# Document passage
===
Ebun Okubanjo, co-founder and CEO of Bento Africa, has resigned amid allegations of tax and pension remittance failures. In an email to the company’s board, Okubanjo announced his departure and gave up his equity and debt holdings, effectively severing all ties with the payroll and HR tech platform.
This comes as Bento faces investigations from Nigeria’s Economic and Financial Crimes Commission (EFCC) and the Lagos State Internal Revenue Service (LIRS) over alleged non-remittance of employee taxes and pensions.
A Fresh Start with AI?
Despite the controversy, Okubanjo isn’t walking away from tech entirely. He hinted at launching Ada AI, an AI-powered sales assistant, signaling a pivot away from HR and payroll solutions. In his resignation email, he reflected on the challenges of scaling HR tech in Africa:
“If Africa adopts the Western style of taxation and remittances—these companies are gold mines. I use Gusto in the U.S. not because I want to, but because I have to. Until that happens—scale will be a challenge.”
Mounting Allegations Against Bento
Bento’s troubles escalated after Akintunde Sultan, co-founder of AltSchool, publicly accused the company of failing to remit taxes. Fuelmetrics, a digital inventory management startup, further alleged that Bento had withheld up to ₦50 million ($108,000) in tax and pension payments for 2023 and 2024.
===
# Excerpted data
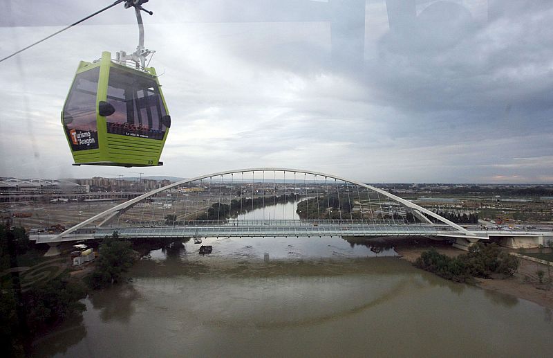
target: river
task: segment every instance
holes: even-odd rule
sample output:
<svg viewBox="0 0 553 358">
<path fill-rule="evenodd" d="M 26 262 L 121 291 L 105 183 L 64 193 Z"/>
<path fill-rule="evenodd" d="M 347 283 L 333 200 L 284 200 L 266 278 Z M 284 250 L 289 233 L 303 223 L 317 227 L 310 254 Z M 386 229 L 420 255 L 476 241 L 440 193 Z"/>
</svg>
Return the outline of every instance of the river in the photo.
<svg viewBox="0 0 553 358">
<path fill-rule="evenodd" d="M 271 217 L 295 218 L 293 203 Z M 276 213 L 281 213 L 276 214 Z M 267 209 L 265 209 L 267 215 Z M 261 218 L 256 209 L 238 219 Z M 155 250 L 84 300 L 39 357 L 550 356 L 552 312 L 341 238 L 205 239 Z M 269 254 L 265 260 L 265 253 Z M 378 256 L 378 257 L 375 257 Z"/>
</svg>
===
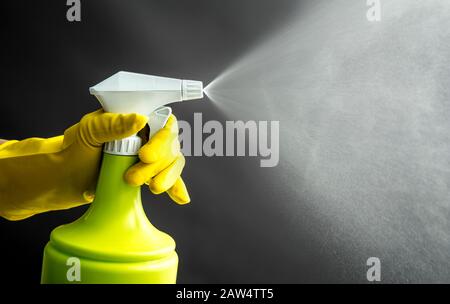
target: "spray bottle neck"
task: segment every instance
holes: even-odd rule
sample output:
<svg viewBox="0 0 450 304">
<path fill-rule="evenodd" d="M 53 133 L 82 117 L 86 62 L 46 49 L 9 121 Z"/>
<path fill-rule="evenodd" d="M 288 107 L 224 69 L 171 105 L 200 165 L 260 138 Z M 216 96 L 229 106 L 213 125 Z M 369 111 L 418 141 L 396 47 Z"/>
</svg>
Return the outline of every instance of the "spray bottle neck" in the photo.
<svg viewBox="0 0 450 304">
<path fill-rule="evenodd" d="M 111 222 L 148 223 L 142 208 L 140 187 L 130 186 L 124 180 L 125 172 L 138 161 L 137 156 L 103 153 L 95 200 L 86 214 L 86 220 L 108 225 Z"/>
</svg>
===
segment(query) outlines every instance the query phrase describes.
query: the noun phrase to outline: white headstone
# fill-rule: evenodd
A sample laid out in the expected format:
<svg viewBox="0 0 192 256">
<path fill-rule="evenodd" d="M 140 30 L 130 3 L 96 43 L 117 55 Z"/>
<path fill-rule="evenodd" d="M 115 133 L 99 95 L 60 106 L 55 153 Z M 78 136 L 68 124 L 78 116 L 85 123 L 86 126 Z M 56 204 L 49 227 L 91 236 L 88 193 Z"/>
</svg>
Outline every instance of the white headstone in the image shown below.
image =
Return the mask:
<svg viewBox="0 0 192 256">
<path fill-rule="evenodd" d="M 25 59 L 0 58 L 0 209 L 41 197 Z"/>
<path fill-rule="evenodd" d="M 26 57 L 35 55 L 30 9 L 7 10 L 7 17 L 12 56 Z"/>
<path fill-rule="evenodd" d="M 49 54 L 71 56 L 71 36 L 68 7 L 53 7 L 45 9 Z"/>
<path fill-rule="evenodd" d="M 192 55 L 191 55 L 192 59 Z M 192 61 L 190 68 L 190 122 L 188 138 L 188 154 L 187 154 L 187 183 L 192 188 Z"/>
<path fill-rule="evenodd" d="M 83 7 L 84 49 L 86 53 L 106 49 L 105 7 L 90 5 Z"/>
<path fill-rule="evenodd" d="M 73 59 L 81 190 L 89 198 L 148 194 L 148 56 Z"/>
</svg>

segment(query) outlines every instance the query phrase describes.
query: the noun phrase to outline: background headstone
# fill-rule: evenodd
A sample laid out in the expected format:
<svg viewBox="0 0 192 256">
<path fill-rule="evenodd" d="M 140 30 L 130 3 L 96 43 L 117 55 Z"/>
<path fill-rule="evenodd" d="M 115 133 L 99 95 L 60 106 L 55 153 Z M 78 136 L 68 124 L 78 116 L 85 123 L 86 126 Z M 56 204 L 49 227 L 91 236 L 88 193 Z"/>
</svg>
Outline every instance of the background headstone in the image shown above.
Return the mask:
===
# Required actions
A - List every organization named in the article on the Bento Africa CEO's resignation, including government bodies but leaving out the planned product Ada AI.
B - Write the next part of the article on the Bento Africa CEO's resignation, picking up after its final sentence.
The listing that comes before this is not needed for what follows.

# Per-task answers
A - Bento Africa, Economic and Financial Crimes Commission (EFCC), Lagos State Internal Revenue Service (LIRS), Gusto, AltSchool, Fuelmetrics

B -
Adding to the turbulence, some investors claim they were not immediately informed of Okubanjo’s resignation, with one stating that Bento rarely provided operational updates.
Leadership Drama and Unfinished Business
Okubanjo’s time at Bento has been anything but smooth. In 2022, he stepped down following allegations of fostering a toxic work culture, only to return months later after his successor, Chidozie Okonkwo, resigned. Even before this latest resignation, Okubanjo had reportedly attempted to hand over leadership to CTO Lede Adeniyi in 2024, but Adeniyi declined and later left the company to pursue his own ventures.
In his farewell note, Okubanjo admitted that his time at Bento was a learning experience:
“This was an education; it will probably take a lifetime to parse through all the lessons of this great failure, but as a forever learning type, I am okay with that.”
What’s Next for Bento?
Founded in 2019, Bento Africa aimed to simplify payroll automation, tax remittances, and salary advances. The company claims to have processed over $40 million in payroll for clients like Moniepoint, Paystack, Lori Systems, and Kobo360.
While Okubanjo has insisted that Bento is profitable—processing around ₦4-5 billion ($2.6 million) in salaries monthly with ₦24 million ($15,871) in revenue—some investors remain unconvinced. One commented that Bento “didn’t feel like a growing company.”
Now, with its CEO gone, regulatory scrutiny intensifying, and investor confidence shaky, Bento faces an uncertain future. The question remains: can the company recover, or will this mark the beginning of its decline?